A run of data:
· · · · ·

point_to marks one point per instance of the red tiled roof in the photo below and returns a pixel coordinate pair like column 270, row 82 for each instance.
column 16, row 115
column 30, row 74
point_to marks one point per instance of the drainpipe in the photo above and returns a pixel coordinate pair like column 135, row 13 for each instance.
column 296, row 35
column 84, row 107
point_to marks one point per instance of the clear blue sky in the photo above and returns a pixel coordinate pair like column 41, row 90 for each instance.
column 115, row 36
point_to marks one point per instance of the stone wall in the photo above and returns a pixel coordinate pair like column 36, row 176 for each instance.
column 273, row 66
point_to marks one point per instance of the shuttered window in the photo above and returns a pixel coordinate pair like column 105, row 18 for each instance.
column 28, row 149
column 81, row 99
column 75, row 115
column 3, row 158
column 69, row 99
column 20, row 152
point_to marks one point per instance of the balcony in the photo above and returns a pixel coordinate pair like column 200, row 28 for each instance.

· · · · ·

• YOUR TASK
Copy every line of the data above word for word.

• REPLY
point_to marks one point per instance of the red tiled roof in the photo below and returns a pixel coordinate pair like column 270, row 82 for each instance.
column 16, row 115
column 30, row 74
point_to marks one point per instance of the drainpipe in the photo above and returns a pixel coordinate pair like column 135, row 13 for each instance.
column 296, row 35
column 84, row 107
point_to marks one point per instance of the clear blue sky in the photo above and returns a pixel coordinate pair like column 41, row 90 for each instance.
column 115, row 36
point_to marks one point per instance of the stone wall in the photo above and returns a pixel coordinate pair like column 36, row 176 for each instance.
column 273, row 66
point_to marks one point per instance of the shuttered window in the photo above and returns a pixel coordinate pair like column 105, row 18 for each instance.
column 28, row 149
column 81, row 99
column 75, row 115
column 3, row 158
column 69, row 99
column 20, row 152
point_to marks one point per instance of the balcony in the photo above and returns a pixel coordinate pair like column 200, row 28 for each instance.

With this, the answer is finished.